■ What you have to do ■
Once you find the line containing "Check that each instance of the yellow and", please retype it and every line after it to the end of the entries, exactly and with nothing added.

■ Supplied material ■

-------------------------

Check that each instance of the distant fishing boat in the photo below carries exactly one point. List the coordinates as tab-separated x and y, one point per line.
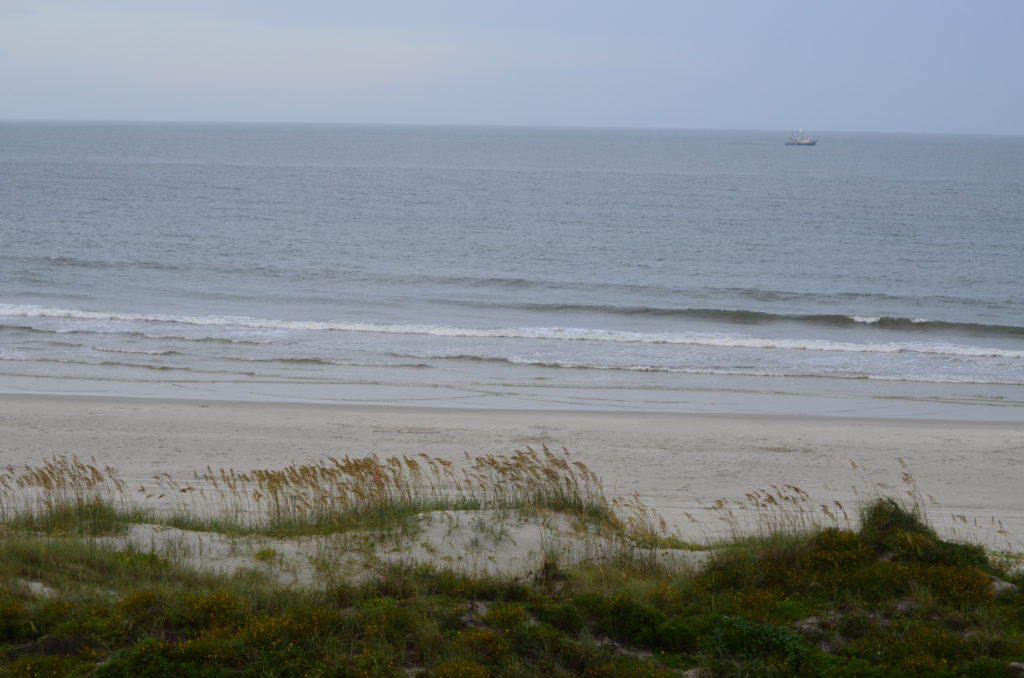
800	139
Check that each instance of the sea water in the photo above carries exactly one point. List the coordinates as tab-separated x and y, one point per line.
510	267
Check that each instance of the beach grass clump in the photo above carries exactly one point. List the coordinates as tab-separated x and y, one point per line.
804	592
66	495
370	493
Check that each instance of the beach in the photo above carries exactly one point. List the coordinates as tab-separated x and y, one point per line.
679	464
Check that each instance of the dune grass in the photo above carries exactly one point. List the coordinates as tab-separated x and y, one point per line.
797	591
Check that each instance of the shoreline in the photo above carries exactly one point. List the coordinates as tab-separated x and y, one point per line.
678	463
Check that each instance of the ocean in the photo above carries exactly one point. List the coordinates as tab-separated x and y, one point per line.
671	270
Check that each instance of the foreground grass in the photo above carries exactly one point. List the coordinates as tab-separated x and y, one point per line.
885	598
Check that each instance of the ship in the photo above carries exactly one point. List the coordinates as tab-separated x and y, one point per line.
800	139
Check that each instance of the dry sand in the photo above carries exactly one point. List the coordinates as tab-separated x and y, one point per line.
679	464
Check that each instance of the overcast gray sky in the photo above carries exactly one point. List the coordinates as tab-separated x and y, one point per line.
909	66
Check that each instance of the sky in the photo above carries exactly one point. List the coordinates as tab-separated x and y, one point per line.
894	66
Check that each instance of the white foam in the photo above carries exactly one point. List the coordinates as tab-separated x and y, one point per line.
554	334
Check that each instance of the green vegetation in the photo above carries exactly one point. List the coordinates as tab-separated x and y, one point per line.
884	597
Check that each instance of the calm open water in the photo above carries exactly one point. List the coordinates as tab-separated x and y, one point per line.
676	270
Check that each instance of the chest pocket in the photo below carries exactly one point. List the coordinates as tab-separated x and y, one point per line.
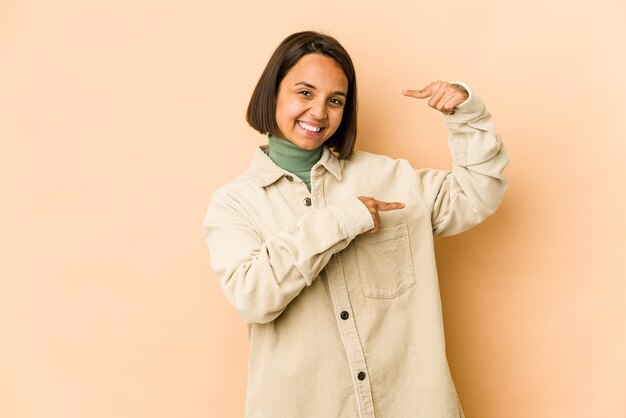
385	263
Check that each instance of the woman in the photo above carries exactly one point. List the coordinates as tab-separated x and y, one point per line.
328	253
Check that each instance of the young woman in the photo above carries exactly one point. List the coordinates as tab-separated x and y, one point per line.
328	253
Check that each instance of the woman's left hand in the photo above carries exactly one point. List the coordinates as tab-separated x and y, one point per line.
444	97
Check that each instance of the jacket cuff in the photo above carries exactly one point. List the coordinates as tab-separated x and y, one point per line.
471	109
354	216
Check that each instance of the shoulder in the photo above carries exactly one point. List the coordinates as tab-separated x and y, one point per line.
362	160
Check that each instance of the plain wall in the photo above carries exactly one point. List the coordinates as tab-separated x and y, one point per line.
118	120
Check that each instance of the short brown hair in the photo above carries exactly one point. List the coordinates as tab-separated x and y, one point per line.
261	114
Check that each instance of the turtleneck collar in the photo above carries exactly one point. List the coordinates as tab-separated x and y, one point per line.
291	157
294	159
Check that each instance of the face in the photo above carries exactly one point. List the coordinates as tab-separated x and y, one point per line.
310	101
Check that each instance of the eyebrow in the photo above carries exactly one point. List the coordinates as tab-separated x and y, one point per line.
312	87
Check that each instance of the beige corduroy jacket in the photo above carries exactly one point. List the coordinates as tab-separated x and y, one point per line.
341	322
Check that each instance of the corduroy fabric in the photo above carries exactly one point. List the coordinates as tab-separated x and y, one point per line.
341	322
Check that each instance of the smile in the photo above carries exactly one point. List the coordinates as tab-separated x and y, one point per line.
308	127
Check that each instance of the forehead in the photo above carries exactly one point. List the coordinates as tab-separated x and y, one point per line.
319	70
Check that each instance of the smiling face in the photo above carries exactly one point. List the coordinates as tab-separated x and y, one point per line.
310	101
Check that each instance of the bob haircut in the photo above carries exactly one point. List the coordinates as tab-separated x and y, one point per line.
261	114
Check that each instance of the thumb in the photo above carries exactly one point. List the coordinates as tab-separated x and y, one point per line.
419	94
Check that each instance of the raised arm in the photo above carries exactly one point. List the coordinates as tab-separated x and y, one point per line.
473	190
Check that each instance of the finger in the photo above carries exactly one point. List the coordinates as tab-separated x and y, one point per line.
376	218
424	93
386	206
453	101
436	98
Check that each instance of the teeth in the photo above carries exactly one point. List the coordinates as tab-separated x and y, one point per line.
309	127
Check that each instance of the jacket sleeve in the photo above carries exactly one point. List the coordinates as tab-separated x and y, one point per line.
260	276
474	188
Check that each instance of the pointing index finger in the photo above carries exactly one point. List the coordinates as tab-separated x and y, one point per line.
419	94
385	206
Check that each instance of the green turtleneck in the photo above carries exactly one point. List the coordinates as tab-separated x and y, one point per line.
294	159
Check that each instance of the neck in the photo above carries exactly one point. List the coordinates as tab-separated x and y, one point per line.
291	157
294	159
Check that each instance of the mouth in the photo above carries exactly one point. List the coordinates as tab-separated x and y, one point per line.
311	128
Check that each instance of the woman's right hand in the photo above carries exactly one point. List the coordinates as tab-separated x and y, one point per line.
375	206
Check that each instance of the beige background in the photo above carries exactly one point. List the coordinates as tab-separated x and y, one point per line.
119	118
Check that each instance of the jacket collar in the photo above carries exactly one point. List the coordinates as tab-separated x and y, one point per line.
266	172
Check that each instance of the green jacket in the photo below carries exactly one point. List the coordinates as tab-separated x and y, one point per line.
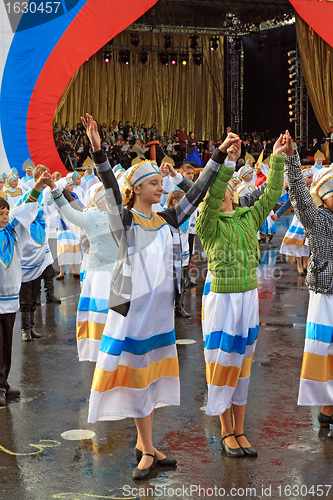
231	243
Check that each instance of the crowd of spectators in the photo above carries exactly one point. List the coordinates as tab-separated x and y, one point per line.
124	142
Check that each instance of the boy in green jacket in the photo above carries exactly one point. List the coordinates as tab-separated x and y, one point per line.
230	317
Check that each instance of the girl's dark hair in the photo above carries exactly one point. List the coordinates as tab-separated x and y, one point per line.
131	200
4	203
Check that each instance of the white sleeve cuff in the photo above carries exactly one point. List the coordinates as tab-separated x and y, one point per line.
177	179
229	163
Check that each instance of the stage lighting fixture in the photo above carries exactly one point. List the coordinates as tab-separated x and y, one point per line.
213	43
164	58
184	59
197	59
238	44
260	45
135	40
124	56
194	41
143	57
173	59
107	56
167	41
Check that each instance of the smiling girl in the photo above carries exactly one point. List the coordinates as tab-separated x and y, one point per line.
137	366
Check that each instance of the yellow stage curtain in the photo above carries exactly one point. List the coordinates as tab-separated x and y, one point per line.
170	96
317	65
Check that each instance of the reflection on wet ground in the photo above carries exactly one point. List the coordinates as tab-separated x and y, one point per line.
295	456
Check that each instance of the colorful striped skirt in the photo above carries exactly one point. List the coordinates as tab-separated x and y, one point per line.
230	323
294	242
316	384
92	313
68	248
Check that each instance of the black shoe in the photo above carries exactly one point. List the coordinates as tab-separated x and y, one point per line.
231	452
52	299
26	335
164	462
3	397
325	420
250	450
139	474
13	393
181	313
34	335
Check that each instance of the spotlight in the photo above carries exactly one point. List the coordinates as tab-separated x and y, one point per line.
144	57
173	59
135	40
238	44
184	59
260	45
107	56
124	56
167	41
194	41
197	59
164	58
213	42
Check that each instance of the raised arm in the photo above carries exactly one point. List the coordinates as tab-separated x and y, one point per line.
197	192
116	214
299	193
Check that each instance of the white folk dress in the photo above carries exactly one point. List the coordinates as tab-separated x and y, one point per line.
137	366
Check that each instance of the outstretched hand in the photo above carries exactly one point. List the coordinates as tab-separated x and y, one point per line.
234	151
284	144
166	169
229	141
43	180
92	132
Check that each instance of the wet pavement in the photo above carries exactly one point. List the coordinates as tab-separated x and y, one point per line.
295	457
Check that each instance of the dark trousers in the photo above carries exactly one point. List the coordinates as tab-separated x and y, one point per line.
28	295
191	243
6	339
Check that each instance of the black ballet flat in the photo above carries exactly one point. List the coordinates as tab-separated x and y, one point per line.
164	462
231	452
325	420
139	474
250	451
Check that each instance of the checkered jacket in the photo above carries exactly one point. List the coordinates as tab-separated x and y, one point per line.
122	226
318	225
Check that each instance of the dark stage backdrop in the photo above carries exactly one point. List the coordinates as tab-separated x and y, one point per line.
266	82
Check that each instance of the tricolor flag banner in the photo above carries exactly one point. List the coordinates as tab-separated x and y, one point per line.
318	14
43	44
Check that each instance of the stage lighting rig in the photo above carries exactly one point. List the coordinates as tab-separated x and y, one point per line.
194	41
135	39
124	56
213	43
167	41
143	57
197	58
164	58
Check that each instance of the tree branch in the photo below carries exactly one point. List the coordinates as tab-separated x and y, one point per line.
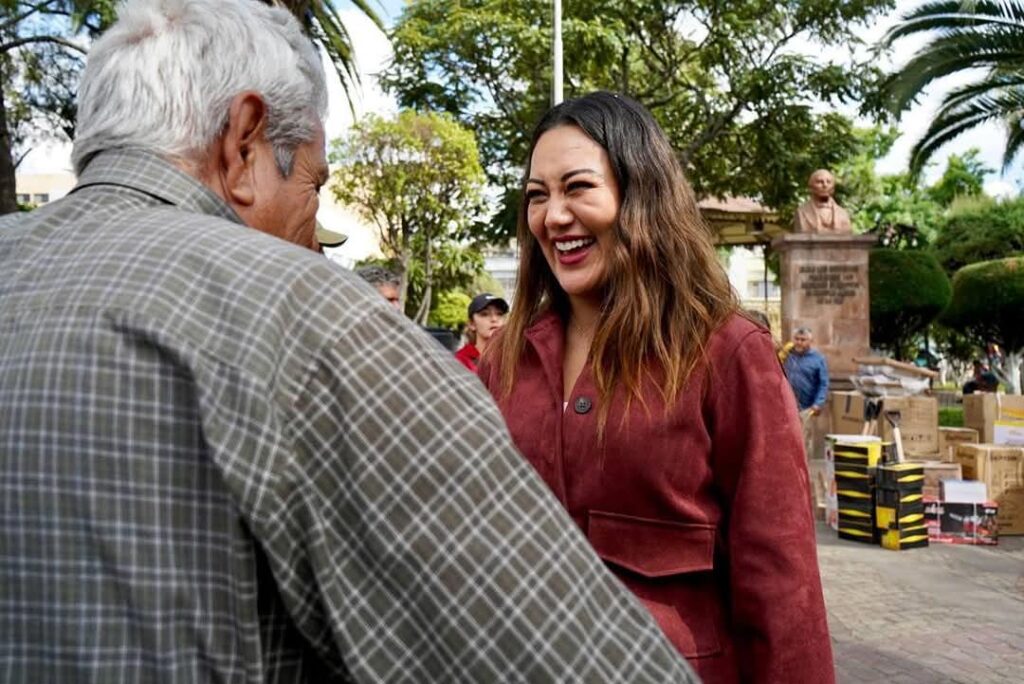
18	42
33	9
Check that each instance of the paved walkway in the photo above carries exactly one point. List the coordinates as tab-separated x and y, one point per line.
936	615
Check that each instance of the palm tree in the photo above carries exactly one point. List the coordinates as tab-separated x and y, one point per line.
968	35
322	22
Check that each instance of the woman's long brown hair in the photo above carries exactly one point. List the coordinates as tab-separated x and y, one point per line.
667	291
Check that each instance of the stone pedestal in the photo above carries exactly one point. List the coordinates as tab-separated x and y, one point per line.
823	279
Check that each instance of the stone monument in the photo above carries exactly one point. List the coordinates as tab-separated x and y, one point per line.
823	278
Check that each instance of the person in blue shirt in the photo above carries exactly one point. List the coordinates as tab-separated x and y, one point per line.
808	374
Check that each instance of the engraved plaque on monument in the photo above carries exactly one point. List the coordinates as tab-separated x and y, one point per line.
823	278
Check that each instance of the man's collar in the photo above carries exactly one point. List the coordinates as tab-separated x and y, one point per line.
148	173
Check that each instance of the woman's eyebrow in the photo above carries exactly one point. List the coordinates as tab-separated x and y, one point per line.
567	175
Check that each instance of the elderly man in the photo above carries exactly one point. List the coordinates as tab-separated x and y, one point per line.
808	374
386	282
821	213
223	458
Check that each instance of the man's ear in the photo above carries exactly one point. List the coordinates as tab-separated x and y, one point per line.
242	142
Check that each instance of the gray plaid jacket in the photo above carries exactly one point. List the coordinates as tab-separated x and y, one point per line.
223	458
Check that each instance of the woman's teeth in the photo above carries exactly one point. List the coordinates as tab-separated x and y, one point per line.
570	245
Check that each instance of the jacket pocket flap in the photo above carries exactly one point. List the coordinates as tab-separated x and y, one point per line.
651	548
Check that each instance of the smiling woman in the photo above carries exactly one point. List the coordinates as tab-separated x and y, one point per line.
656	414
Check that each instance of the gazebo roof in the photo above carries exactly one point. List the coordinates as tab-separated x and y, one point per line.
740	220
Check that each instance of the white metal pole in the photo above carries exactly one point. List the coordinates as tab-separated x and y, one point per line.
556	55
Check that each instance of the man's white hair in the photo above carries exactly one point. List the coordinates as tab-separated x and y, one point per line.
162	79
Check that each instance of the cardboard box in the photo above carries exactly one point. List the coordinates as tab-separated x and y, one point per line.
1008	432
950	437
919	424
981	410
935	472
832	498
1001	469
847	413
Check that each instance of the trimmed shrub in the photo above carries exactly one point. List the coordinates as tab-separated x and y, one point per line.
951	417
981	232
988	302
908	289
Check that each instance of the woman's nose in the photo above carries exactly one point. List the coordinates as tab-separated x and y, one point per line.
558	213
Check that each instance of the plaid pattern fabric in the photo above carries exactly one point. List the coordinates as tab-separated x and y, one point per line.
223	458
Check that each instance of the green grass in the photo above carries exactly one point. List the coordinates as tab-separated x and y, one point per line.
951	417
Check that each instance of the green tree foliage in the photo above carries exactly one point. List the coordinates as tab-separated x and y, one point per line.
417	177
964	177
896	206
908	290
322	20
985	35
988	299
725	80
42	45
981	231
450	311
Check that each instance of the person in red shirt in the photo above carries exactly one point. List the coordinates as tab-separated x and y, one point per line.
485	316
654	410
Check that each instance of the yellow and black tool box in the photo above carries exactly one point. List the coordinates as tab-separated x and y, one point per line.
901	516
912	537
887	497
901	476
856	530
867	454
847	503
853	478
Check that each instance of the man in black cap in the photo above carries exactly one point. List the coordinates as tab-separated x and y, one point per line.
486	316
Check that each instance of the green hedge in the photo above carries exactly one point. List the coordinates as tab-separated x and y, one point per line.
981	233
951	417
988	302
908	289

-------------------------

■ Solved exercise ■
Check that each instance of the yellow and black tool box in the photo above carries exactly one point. List the coordinates as tab-separated x and y, one point per line.
901	516
912	537
887	497
901	476
856	530
867	454
847	503
853	478
Check that each instance of the man in black cap in the photo above carries exactly one point. List the coordinates as tab-separated x and y, one point per line.
486	316
Check that each instance of the green hedge in the photo above carries exactly one point. List the coordinates as tab-separated x and y, one point per line.
981	233
951	417
988	302
908	289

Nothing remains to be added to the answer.